§ **TASK TO COMPLETE**
Rewrite all the items below, replacing every "girl's" with "child's" and leaving everything else untouched.
··· AVAILABLE RECORDS
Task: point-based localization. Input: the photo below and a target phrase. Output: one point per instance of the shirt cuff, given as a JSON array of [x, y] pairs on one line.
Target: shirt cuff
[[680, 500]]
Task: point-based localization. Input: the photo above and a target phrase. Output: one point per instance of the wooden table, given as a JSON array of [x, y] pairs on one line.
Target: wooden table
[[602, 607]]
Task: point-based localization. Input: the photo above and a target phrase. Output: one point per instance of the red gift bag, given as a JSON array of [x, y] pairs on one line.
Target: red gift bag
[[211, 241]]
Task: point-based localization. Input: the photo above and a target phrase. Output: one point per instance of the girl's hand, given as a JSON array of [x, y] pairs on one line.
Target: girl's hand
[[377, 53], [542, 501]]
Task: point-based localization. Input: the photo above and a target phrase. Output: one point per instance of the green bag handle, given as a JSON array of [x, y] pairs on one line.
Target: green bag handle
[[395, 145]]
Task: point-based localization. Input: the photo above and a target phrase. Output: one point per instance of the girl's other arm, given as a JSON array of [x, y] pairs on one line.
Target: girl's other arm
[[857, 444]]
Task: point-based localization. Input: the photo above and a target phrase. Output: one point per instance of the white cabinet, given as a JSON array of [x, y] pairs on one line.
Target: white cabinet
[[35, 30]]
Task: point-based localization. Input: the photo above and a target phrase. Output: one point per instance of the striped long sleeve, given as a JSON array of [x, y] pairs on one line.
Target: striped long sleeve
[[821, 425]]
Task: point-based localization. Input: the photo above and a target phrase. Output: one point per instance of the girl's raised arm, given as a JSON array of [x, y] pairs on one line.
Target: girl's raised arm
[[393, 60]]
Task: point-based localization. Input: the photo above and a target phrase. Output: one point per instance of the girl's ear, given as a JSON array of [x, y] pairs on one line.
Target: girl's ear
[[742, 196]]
······
§ **RESPONSE TO THE TASK**
Task: point-based localization. Input: the photo below and a target phrase. Output: one point per instance of the shirt cuff, given as a JSON array of [x, y] pairs on one line.
Target: shirt cuff
[[680, 500]]
Task: point-based localization. Input: the photo above and a target phrase. Output: one point per instance of the wooden table, given as a JSON array of [x, y] pairs on one line.
Target: wooden table
[[602, 607]]
Task: point-based localization. Input: the photo above and a target phrase. Output: one point per instance of the red gift bag, given as a JSON array of [x, y] pairs on one line.
Target: red gift bag
[[211, 241]]
Task: point-based localization. Input: the photo above and a target phrase. Output: one point per instance of the child's hand, given as a JSON array of [x, y] pairs on one line.
Target: child's hand
[[377, 53], [542, 501]]
Task: point-based localization. Input: the photo above and a target phrase. Output: one point per instance of the green bag handle, given as a JSON array of [x, y] pairs on one line.
Target: green bag handle
[[395, 145]]
Task: point-based localization. Input: the photo above and a target phrase. Output: one point per instance of the child's other arm, given as a JSON array of [x, y] pairs on one line.
Target: child's other arm
[[857, 444]]
Task: point-based localization. Input: the photo above and a target phrase. Output: one point per instance of the white cabinet, given as a JSON array of [x, y] pairs on one line.
Target: white cabinet
[[35, 30]]
Task: point-based localization. Input: the photo above and a target phrase. Output: one point per instance of the striped long sleeve, given as a JSON array of [x, y] pairs on one line.
Target: striped long sleeve
[[821, 425]]
Task: point-based localization. Input: the photo above and a target phrase. Output: one point per instance of the child's raised arm, given as a JSON array of [x, y] pairs on one line.
Target: child's raised arm
[[393, 60]]
Task: point-based localization. Input: the photo above and a target phrase. Output: one point per instance of the child's ear, given as a JSON array of [x, y] pairs on one line.
Target: child's ear
[[742, 196]]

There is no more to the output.